==== Task input

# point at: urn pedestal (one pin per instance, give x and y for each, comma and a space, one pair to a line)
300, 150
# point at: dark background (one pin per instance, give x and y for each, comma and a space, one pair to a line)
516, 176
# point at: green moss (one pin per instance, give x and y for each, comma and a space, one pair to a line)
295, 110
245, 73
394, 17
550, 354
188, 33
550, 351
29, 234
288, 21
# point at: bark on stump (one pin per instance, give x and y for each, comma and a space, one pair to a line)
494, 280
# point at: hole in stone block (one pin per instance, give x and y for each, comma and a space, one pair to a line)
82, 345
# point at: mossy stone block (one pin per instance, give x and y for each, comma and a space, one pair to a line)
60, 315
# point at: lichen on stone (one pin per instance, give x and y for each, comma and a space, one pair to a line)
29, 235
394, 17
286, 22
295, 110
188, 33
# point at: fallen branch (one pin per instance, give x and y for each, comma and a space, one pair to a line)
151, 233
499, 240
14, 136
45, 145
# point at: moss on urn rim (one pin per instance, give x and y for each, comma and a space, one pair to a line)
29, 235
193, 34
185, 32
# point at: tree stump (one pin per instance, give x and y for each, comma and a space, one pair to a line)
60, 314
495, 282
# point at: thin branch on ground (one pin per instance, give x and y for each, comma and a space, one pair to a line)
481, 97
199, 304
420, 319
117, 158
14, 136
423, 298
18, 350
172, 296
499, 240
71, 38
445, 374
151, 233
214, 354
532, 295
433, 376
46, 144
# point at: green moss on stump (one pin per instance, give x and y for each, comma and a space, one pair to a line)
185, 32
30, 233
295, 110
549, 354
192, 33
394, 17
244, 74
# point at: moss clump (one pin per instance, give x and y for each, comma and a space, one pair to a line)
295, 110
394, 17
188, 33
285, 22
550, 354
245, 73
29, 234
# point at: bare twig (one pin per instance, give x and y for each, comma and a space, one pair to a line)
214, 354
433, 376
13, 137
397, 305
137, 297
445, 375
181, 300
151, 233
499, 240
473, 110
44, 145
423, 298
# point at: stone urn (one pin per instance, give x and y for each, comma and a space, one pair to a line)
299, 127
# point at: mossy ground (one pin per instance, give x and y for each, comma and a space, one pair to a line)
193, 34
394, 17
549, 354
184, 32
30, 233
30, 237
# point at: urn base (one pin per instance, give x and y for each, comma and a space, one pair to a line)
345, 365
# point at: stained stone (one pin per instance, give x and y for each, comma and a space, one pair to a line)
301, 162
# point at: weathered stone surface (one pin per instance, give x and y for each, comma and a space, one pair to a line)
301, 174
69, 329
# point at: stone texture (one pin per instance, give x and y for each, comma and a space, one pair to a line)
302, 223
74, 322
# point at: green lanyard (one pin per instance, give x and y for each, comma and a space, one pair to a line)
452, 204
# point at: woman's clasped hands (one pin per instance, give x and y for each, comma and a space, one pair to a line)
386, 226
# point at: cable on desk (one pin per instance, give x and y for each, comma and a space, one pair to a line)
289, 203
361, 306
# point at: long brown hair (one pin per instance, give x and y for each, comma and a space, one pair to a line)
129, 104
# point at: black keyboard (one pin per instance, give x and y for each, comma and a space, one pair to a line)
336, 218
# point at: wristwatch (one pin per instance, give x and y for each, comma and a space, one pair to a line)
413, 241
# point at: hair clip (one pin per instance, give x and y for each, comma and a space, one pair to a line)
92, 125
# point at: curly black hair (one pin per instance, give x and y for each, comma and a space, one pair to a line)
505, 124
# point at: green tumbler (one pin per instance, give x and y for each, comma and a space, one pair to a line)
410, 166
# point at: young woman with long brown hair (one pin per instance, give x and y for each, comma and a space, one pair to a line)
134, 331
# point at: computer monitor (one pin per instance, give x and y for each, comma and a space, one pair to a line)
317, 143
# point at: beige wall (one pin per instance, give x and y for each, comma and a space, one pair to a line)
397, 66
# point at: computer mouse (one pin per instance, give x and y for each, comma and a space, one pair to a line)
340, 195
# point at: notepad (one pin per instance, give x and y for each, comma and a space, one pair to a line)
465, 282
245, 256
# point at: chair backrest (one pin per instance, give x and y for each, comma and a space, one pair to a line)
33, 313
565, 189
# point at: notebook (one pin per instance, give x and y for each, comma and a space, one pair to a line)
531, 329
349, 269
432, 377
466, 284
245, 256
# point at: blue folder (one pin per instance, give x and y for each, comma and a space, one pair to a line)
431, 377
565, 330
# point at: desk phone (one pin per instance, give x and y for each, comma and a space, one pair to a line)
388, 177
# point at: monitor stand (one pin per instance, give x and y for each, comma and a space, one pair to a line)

========

__Exercise requirements__
Through the last line of the entries above, beginning at the line containing "# point at: computer mouse", transcribe each line exactly, both ends included and nothing more.

__Reply to the exercise__
# point at: computer mouse (one pin per instance, give x and y for each, comma and a space, one pair to a line)
340, 195
# point at: notepad (one pin per instance, give x and y for each, comma and a space, one pair to a line)
465, 282
245, 256
# point at: chair backrest (one pin per instance, give x and y for each, comma and a space, one pair to a line)
33, 313
565, 189
# point at: notebook (one pin per instance, give x and y for each, comma and a space, one pair to a line)
531, 329
349, 269
432, 377
466, 284
245, 256
# point at: blue folder (one pin per instance, give x and y for each, comma and a space, one pair to a line)
431, 377
565, 330
# point at: desk phone (one pin per instance, give x and y for each, comma and a space, one pair to a line)
388, 177
# point at: monitor stand (one pin per instance, give x and y for each, comma and a space, one pair to a line)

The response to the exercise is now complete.